EXERCISE >> Reproduce verbatim the part of the ggplot passage below between "If the intention" and "p <- ggplot(...", inclusive.

## START EXTRACT PROVIDED

Alternatively, you can use the name parameter to scale_x_date():

ggplot(data3, aes(x = as.Date(Time.data, format = "%d.%m.%Y"), y = value, fill = variable)) + 
geom_col() +
theme(axis.text.x = element_text(angle = 90, hjust=1),
text = element_text(size=10)) +
scale_x_date(name = "Time.date", date_breaks = "2 days", date_labels = "%d.%m.%Y")

Addendum: Saving plots

If the intention is to save just one plot in a file you can add a call to ggsave() after the call to ggplot(), i.e.,

ggplot(...
ggsave("Rplots.pdf")

instead of

options(device="pdf") # https://stackoverflow.com/questions/6535927/how-do-i-prevent-rplots-pdf-from-being-generated
filename.pdf <- paste0(getwd(), "/", "Rplots", ".pdf", sep = "")
pdf(file=filename.pdf)
p <- ggplot(...
print(p)
dev.off()

According to help("ggsave")

ggsave() is a convenient function for saving a plot. It defaults to
saving the last plot that you displayed, using the size of the current
graphics device. It also guesses the type of graphics device from the
extension.


Another issue is the creation of the file path. Instead of

filename.pdf <- paste0(getwd(), "/", "Rplots", ".pdf", sep = "")

it is better to use

filename.pdf <- file.path(getwd(), "Rplots.pdf")

which constructs the path to a file from components in a platform-independent way.

## END EXTRACT PROVIDED
## START EXCERPTED RECORDS

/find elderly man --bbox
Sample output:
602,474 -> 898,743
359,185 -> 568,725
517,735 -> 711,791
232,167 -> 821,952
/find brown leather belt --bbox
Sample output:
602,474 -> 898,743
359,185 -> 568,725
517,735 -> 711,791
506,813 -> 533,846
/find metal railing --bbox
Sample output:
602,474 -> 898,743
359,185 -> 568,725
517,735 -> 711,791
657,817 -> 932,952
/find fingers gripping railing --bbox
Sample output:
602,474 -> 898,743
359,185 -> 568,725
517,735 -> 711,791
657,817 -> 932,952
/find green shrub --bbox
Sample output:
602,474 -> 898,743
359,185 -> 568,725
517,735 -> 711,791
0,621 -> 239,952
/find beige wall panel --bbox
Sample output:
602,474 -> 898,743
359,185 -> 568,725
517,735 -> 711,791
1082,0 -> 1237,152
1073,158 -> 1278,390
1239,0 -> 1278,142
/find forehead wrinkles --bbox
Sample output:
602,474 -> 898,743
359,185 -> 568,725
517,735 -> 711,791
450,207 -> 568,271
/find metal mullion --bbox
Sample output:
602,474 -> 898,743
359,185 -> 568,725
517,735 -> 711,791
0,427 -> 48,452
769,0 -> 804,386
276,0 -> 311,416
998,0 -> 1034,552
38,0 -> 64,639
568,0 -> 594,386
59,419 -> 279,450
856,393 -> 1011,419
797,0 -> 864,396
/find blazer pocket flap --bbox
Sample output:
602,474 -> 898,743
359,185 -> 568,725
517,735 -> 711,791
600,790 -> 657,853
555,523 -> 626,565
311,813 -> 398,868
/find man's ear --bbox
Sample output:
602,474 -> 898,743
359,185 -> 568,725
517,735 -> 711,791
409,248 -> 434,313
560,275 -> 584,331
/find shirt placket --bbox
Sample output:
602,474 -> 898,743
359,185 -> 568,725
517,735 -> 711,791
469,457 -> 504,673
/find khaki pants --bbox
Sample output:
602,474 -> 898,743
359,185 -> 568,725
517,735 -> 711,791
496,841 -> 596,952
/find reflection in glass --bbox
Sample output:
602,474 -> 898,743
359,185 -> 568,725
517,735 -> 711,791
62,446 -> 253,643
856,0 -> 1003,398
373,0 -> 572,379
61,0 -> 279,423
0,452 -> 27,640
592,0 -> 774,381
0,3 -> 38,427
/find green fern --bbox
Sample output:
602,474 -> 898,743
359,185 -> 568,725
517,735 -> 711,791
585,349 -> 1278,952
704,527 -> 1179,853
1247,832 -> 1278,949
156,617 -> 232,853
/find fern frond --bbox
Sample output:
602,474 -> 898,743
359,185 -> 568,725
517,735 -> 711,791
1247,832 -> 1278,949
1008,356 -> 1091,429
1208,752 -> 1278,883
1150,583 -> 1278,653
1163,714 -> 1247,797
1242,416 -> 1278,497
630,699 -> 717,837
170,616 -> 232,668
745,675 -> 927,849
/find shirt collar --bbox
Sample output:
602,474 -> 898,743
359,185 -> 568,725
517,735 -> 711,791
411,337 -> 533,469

## END EXCERPTED RECORDS

SOLUTION >>
If the intention is to save just one plot in a file you can add a call to ggsave() after the call to ggplot(), i.e.,

ggplot(...
ggsave("Rplots.pdf")

instead of

options(device="pdf") # https://stackoverflow.com/questions/6535927/how-do-i-prevent-rplots-pdf-from-being-generated
filename.pdf <- paste0(getwd(), "/", "Rplots", ".pdf", sep = "")
pdf(file=filename.pdf)
p <- ggplot(...